**Data supplied**:
====

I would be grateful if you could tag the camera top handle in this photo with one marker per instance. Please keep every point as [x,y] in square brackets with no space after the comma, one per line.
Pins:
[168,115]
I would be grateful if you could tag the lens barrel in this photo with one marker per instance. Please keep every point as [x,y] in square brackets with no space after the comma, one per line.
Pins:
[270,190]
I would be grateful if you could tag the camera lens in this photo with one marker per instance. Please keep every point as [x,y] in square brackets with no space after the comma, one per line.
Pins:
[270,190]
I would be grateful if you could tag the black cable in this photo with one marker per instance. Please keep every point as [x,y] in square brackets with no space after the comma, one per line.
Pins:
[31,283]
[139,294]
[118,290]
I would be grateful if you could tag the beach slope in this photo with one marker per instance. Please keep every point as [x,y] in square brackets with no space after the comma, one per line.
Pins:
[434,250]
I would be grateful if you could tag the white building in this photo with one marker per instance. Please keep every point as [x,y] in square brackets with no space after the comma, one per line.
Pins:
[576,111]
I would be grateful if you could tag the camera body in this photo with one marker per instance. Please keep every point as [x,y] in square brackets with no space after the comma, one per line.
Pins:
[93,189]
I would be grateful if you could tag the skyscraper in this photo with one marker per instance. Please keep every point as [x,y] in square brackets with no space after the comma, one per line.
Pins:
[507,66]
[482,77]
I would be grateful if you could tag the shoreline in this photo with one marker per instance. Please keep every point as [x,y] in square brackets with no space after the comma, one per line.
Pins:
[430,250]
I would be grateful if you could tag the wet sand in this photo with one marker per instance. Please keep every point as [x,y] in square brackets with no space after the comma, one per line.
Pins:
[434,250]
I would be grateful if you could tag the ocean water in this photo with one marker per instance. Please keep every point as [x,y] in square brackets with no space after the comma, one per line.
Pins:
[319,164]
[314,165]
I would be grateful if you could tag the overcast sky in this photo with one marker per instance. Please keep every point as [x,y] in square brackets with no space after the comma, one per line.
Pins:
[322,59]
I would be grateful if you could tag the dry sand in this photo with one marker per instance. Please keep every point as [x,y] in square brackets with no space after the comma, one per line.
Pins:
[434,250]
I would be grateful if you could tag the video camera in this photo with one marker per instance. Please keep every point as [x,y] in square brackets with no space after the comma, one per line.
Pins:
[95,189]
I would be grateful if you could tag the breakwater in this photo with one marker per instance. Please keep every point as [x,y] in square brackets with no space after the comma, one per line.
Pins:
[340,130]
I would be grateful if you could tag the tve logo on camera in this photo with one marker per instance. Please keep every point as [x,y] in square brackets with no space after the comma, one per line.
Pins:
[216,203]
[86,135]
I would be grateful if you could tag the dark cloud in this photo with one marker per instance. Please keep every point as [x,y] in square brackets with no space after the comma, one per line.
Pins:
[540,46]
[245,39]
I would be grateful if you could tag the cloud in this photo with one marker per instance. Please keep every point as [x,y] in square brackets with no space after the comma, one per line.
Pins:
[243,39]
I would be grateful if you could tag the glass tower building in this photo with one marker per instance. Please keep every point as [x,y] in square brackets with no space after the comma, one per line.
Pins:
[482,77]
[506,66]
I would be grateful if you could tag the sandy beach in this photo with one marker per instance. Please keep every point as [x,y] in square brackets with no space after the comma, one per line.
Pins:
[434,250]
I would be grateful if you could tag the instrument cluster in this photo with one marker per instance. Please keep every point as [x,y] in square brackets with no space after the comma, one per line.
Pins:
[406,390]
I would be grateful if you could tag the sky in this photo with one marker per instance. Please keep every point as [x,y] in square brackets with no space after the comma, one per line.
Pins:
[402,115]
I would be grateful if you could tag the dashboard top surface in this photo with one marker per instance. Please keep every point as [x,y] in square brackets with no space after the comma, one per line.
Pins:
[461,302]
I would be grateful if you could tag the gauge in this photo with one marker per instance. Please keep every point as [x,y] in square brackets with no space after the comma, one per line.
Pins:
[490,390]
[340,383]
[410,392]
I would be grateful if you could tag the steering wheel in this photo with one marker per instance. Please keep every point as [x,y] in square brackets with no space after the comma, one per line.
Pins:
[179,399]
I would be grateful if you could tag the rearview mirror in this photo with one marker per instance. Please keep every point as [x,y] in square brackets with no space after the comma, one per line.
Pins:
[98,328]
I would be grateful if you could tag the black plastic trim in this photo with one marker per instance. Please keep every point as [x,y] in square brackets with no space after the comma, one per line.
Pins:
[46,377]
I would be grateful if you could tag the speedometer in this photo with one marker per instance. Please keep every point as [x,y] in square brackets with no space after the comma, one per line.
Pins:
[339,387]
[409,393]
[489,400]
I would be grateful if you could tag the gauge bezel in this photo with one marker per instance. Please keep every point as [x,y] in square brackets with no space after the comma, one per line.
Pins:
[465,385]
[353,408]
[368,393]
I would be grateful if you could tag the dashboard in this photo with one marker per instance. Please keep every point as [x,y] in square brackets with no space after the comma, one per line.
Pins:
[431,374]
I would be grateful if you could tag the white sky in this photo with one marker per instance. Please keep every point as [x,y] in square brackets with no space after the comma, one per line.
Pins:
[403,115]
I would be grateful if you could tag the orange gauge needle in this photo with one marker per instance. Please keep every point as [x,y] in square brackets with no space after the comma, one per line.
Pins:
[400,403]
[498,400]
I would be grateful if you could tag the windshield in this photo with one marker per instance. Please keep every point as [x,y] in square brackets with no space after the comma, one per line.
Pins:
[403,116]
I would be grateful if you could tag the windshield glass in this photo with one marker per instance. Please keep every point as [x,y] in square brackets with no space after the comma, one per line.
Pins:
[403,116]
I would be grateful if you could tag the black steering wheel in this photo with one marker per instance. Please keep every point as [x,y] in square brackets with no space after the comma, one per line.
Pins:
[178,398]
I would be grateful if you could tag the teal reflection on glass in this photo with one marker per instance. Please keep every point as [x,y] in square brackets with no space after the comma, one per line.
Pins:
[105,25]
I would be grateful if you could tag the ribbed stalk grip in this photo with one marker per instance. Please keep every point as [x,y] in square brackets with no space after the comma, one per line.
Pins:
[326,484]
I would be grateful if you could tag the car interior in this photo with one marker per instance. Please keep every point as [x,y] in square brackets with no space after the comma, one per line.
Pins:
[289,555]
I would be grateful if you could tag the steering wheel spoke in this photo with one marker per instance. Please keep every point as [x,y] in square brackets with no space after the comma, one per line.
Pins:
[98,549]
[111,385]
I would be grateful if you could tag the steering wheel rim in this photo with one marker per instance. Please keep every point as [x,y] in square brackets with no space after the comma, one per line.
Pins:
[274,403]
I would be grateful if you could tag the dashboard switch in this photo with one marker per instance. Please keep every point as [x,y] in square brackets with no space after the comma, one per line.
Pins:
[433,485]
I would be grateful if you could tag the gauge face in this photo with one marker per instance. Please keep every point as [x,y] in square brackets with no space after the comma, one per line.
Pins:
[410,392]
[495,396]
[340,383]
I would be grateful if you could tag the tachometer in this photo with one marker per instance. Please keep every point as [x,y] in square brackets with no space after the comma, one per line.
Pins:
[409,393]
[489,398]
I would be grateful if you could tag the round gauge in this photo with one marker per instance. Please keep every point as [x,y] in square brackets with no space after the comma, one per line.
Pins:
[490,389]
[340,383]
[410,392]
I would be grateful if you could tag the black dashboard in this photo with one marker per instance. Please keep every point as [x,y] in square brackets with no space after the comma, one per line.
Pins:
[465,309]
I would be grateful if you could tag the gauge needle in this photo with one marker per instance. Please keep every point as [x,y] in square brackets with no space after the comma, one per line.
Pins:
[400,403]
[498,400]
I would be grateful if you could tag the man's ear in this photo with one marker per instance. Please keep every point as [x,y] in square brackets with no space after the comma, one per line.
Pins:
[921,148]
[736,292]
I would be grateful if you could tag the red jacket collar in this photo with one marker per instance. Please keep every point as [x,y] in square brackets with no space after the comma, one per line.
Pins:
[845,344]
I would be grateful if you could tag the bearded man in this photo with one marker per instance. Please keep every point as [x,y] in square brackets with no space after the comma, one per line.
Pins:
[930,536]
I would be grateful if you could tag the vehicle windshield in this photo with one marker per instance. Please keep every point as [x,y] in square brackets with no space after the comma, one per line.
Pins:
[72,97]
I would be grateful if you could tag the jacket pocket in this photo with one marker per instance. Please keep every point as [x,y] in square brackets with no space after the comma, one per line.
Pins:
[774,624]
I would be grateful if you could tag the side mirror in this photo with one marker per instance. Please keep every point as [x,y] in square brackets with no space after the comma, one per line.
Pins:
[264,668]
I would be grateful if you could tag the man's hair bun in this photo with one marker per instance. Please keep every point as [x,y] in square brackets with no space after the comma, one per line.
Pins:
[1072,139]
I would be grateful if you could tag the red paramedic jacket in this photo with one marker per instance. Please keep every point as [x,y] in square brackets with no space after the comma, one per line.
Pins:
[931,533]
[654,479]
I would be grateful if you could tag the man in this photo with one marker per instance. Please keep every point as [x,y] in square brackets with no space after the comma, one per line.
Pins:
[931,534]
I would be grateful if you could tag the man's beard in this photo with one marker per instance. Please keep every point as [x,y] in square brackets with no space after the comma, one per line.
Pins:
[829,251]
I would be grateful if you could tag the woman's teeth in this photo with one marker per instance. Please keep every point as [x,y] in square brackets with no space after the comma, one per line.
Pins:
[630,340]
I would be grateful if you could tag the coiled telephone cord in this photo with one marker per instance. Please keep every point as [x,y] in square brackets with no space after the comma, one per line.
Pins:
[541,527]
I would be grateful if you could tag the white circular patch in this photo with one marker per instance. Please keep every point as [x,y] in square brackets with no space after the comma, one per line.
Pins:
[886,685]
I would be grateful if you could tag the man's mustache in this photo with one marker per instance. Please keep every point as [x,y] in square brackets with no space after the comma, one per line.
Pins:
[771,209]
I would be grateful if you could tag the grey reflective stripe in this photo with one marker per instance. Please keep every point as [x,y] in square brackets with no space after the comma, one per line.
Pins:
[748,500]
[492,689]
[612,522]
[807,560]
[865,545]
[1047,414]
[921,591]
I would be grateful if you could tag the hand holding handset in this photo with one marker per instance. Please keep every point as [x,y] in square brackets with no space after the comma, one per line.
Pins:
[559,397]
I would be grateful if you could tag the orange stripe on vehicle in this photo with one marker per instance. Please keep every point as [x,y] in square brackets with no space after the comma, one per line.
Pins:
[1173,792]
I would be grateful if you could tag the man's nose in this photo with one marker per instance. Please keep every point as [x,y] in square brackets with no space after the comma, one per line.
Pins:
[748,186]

====

**Goal of the exercise**:
Take every line from the one containing "I would be grateful if you could tag the woman's" to the end of the listing and output it exactly, with nothing else.

**Answer to this task**:
I would be grateful if you could tag the woman's teeth in this photo with one marker per instance. Please keep every point as [x,y] in square brackets with no space after the comma, one per line.
Pins:
[630,340]
I would be grateful if you could tag the coiled telephone cord in this photo with one marker per instance. Please keep every point as [x,y] in square brackets with no space after the comma, one per line.
Pins:
[541,527]
I would be grateful if you could tag the white circular patch in this photo with one marker per instance. Please keep every point as [x,y] in square brackets with no space after the comma, one per line.
Pins:
[886,685]
I would be grateful if you could tag the man's mustache in this photo with one marker per instance. Please keep every point as [x,y] in square brackets with no space after the comma, one per line.
Pins:
[771,209]
I would be grateful if you could tag the grey reflective stripe in this photo with one marker per instance. Please keep every point as [x,y] in square brackets with no space after the comma, one per line.
Pins:
[748,500]
[492,689]
[612,522]
[807,560]
[865,545]
[1047,414]
[921,591]
I would be grateful if you could tag the hand holding handset in this photo with one marker per instance. Please keep every point as [x,y] in square brackets with no space after the comma, one per line.
Pins:
[559,397]
I would be grateful if you could tag the orange stripe on vehicle in this photo with one marker per instance. Please keep every point as [x,y] in square brackets with no space after the comma, one per line.
Pins:
[1173,792]
I would be grateful if you could tag the man's nose in this photo with one marker per instance. Please keep every point as [x,y] in square brackets with no space after the comma, one per line.
Pins:
[748,186]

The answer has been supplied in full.